Południowo-koreański "Lament" często gościł na listach najlepszych horrorów ostatnich lat, zatem w końcu przyszła pora na jego seans. To wysmakowany i nieco makabryczny horror o pewnym policjancie Jong-goo (Kwak Do-won) z małej górskiej wioski Gokesong, który próbuje wyjaśnić serię tajemniczych morderstw dokonywanych przez miejscowych na członkach własnych rodzin. Czy za morderstwami stoi tajemniczy mężczyzna z Japonii, który być może jest duchem? A może enigmatyczna młoda kobieta w bieli zwana Moo-myeong (po koreańsku 'bez imienia')? Kiedy córka Jong-goo, Hyo-jin zapada na dziwną chorobę i zaczyna przejawiać symptomy demonicznego opętania (miałem pewne skojarzenia z Lindą Blair z "Egzorcysty") policjant zaczyna walczyć o jej ocalenie.
Nie miałem okazji obejrzeć "Lamentu" na Netflixie, gdy film niniejszy był na tej platformie streamingowej dostępny. "The Wailing" jest autentycznie wciągający - to doskonale sfilmowana i wybornie zagrana kombinacja akcentów humorystycznych, dusznej aury niepewności i rozdzierającego smutku. Mamy tutaj nawiązania do azjatyckiej/chrześcijańskiej mitologii (np. ekstatyczne szamańskie rytuały) oraz do diabolicznego kina grozy pokroju "Dziecko Rosemary" (1968) czy "Egzorcysta" (1973) (demoniczne opętanie dziecka, diabeł w formie czarnego psa i głowy kozła, spragniony ludzkiej krwi zmartywchwstaniec), a nawet do body horroru (infekcja odbierająca zmysły i zamieniająca ludzi w szaleńców). "Lament" potrafi być autentycznie złowieszczym i atmosferycznym horrorem, który mimo długiego czasu trwania (156 minut) wciąga i zaciekawia. Do zapamiętania chociażby histeryczne szamańskie rytuały czy sceny z udziałem tajemniczej kobiety Moo-myeong.
Na aplauz zasługuje w "The Wailing" doskonale uchwycona, sugestywna atmosfera paranoidalnej grozy. W trakcie seansu niczego nie byłem pewny. Miałem wrażenie, że wszystko się może zdarzyć. "Lament" raczej unika jump scares, to horror, który oddziałuje na zmysły widza i bawi się nimi. Bawiłem się na nim doskonale. 156 minut czasu trwania zleciało błyskawicznie. W rzęsistym deszczu i gorączkowych domysłach.

ZAPISANE DANE →

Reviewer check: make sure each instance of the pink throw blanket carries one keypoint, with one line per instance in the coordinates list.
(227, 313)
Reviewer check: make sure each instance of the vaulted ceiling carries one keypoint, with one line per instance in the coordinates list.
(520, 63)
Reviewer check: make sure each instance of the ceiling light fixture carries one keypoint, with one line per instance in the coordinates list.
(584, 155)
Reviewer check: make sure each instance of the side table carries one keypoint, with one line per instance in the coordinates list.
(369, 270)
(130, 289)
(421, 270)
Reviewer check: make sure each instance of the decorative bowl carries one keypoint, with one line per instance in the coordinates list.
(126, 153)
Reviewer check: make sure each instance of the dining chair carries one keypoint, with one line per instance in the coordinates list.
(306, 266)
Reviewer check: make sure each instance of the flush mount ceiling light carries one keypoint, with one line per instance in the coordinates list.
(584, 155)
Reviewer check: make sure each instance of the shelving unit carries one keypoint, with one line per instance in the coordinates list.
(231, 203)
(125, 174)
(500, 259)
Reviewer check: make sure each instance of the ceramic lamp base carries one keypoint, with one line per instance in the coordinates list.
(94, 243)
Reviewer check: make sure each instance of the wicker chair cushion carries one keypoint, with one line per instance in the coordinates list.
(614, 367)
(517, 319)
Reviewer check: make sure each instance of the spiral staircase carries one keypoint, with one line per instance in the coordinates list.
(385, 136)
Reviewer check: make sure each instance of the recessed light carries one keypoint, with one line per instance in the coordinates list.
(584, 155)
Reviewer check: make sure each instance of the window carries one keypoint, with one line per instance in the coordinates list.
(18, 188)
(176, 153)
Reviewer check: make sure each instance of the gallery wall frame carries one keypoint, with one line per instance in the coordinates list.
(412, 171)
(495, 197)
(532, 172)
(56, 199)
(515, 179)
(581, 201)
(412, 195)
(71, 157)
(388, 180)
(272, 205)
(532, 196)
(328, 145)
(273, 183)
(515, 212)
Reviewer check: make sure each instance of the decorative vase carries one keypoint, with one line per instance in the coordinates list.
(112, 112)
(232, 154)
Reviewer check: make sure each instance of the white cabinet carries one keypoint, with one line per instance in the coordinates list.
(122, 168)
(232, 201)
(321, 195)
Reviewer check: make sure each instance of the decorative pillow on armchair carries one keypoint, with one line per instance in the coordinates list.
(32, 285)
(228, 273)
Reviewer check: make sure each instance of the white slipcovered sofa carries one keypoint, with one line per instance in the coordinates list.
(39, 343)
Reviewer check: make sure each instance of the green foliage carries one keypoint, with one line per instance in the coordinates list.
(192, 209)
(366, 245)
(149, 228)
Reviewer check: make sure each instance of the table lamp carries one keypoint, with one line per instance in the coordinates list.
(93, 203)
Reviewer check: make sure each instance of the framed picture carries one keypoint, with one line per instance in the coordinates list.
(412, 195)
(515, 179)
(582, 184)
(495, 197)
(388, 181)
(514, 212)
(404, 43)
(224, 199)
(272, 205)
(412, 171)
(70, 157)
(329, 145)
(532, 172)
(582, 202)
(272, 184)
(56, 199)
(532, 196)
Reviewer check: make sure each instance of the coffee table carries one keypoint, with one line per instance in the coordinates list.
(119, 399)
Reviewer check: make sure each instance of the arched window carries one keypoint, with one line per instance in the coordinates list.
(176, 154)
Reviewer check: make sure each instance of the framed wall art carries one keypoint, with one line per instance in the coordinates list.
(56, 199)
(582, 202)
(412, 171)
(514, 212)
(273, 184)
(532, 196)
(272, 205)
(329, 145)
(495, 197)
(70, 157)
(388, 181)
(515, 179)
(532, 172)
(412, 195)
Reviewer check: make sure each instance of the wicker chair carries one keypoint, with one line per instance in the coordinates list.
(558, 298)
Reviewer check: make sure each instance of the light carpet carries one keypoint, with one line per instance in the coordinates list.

ZADANIE 1 →
Odpowiedz krótko na pytania do recenzji filmu „Lament”.
(a) W jakiej wiosce pracuje policjant Jong-goo?
(b) Ile minut trwa film?
(c) Czego „Lament” raczej unika?
ZADANIE 2 →
Przepisz dokładnie fragment recenzji filmu „Lament”. Zacznij od słów „Na aplauz zasługuje” i zakończ po słowach „i gorączkowych domysłach.”.
ZADANIE 3 →
Przedstaw w formie listy akapit recenzji filmu „Lament” zaczynający się od słów „Na aplauz zasługuje” i zachowaj jego najważniejsze informacje.

ROZWIĄZANIE ZADANIA 1 →
(a) W małej górskiej wiosce Gokesong.
(b) 156 minut.
(c) Jump scares.

ROZWIĄZANIE ZADANIA 2 →
Na aplauz zasługuje w "The Wailing" doskonale uchwycona, sugestywna atmosfera paranoidalnej grozy. W trakcie seansu niczego nie byłem pewny. Miałem wrażenie, że wszystko się może zdarzyć. "Lament" raczej unika jump scares, to horror, który oddziałuje na zmysły widza i bawi się nimi. Bawiłem się na nim doskonale. 156 minut czasu trwania zleciało błyskawicznie. W rzęsistym deszczu i gorączkowych domysłach.

ROZWIĄZANIE ZADANIA 3 →
- Na aplauz zasługuje doskonale uchwycona, sugestywna atmosfera paranoidalnej grozy.
- W trakcie seansu nic nie jest pewne i wydaje się, że wszystko może się zdarzyć.
- Film raczej unika jump scares, a zamiast tego oddziałuje na zmysły widza i bawi się nimi.
- Seans daje doskonałą zabawę, a 156 minut mija błyskawicznie, w rzęsistym deszczu i gorączkowych domysłach.